• **Условие задания**: Верни весь текст о Беккете без единого изменения.

• **Фрагмент текста**:

----------------------------------------

Великая в своей безысходности боль трагедий Беккета, питаемая высшим вдохновением, есть этот плач Бога, плач по человечеству, плач, неспособный ни облегчить его бесконечные муки, ни придать им смысл.

Беккет - это и есть развернутое предостережение леверкюновского черта, а его вопль отчаяния - крик отъединенного, отчужденного, одинокого человека, утратившего связи с миром. Но не цинизм отчаяния и не самоглумление одиночки, как интерпретируют доктора с лампасами, а демонстрация того, во что способно обратить нормального человека ненормальное общество.

Шоки непонятного, которые восполняют художественную технику в

эпоху утраты ею смысла, претерпевают превращение. Они освещают

бессмысленный мир. Ему приносит себя в жертву новая музыка. Всю тьму и

вину мира она принимает в себя. Все ее счастье в том, чтобы познать

несчастье; вся ее красота в том, чтобы отказаться от видимости

прекрасного. Никто не имеет с ней ничего общего - индивиды так же

мало, как и коллективы. Она затихает никем не услышанная, без эхо.

----------------------------------------

• **Перечень строк**:
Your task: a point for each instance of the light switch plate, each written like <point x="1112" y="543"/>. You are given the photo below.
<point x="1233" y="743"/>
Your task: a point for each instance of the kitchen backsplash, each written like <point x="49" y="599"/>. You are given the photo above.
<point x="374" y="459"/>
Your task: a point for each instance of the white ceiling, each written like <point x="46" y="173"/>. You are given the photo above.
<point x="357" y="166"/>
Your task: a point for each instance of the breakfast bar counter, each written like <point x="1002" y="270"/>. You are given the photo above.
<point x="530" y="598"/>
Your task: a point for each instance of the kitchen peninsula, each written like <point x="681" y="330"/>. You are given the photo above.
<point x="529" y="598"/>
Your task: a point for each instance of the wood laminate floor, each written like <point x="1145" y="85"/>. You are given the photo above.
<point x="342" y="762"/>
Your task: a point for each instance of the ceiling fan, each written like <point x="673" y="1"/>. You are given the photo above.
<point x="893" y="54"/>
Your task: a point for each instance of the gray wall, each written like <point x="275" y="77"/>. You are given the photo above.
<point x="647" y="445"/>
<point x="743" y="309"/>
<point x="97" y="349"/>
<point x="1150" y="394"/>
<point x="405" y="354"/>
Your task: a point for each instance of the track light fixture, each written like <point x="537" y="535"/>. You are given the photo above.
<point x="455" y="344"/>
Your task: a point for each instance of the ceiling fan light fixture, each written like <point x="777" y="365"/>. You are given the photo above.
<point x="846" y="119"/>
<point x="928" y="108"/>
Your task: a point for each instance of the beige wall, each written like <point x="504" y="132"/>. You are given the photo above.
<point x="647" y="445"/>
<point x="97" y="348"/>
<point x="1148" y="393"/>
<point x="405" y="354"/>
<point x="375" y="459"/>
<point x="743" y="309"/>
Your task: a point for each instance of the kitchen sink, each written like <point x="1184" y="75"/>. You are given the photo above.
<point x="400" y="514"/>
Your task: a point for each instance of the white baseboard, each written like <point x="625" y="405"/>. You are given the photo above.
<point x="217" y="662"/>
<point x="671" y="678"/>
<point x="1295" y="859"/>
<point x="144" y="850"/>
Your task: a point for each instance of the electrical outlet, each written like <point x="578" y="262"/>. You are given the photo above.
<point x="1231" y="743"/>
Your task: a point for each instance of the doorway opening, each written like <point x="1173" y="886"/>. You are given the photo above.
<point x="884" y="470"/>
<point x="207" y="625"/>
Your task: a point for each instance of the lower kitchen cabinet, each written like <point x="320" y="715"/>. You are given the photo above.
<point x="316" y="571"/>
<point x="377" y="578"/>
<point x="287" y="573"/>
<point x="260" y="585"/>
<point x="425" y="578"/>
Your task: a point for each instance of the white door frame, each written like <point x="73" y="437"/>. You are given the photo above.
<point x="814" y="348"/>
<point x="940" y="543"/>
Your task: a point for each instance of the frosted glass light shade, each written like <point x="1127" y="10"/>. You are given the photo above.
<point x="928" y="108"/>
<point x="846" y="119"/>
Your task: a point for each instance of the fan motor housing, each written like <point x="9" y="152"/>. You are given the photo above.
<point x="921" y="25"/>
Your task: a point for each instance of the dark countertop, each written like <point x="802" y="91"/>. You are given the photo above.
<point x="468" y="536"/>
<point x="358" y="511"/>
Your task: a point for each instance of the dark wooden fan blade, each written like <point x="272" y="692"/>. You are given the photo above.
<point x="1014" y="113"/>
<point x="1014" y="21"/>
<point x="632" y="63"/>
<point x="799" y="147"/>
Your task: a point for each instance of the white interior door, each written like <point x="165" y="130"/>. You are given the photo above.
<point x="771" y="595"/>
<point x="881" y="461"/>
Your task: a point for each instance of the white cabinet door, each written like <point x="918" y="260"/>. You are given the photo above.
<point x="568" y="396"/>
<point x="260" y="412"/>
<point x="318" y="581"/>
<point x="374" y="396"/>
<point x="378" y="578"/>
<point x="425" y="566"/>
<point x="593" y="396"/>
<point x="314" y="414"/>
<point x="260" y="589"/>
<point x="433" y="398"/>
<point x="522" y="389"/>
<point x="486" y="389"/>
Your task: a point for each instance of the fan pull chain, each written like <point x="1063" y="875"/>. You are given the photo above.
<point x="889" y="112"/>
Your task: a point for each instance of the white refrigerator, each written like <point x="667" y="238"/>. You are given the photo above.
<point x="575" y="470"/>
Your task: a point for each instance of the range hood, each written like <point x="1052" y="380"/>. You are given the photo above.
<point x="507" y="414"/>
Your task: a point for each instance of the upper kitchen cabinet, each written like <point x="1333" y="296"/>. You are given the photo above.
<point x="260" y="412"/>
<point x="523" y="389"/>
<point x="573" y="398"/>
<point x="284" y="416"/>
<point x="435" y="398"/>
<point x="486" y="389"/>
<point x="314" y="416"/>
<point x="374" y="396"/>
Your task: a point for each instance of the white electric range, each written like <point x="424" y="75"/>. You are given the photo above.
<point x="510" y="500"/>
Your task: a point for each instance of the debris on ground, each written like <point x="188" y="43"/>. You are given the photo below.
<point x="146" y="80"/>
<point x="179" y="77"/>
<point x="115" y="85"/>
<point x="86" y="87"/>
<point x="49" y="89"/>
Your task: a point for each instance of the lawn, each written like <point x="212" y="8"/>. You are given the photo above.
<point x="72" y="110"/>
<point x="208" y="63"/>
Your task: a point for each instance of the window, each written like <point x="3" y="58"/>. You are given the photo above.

----------------------------------------

• **Результат упражнения**:
Великая в своей безысходности боль трагедий Беккета, питаемая высшим вдохновением, есть этот плач Бога, плач по человечеству, плач, неспособный ни облегчить его бесконечные муки, ни придать им смысл.

Беккет - это и есть развернутое предостережение леверкюновского черта, а его вопль отчаяния - крик отъединенного, отчужденного, одинокого человека, утратившего связи с миром. Но не цинизм отчаяния и не самоглумление одиночки, как интерпретируют доктора с лампасами, а демонстрация того, во что способно обратить нормального человека ненормальное общество.

Шоки непонятного, которые восполняют художественную технику в

эпоху утраты ею смысла, претерпевают превращение. Они освещают

бессмысленный мир. Ему приносит себя в жертву новая музыка. Всю тьму и

вину мира она принимает в себя. Все ее счастье в том, чтобы познать

несчастье; вся ее красота в том, чтобы отказаться от видимости

прекрасного. Никто не имеет с ней ничего общего - индивиды так же

мало, как и коллективы. Она затихает никем не услышанная, без эхо.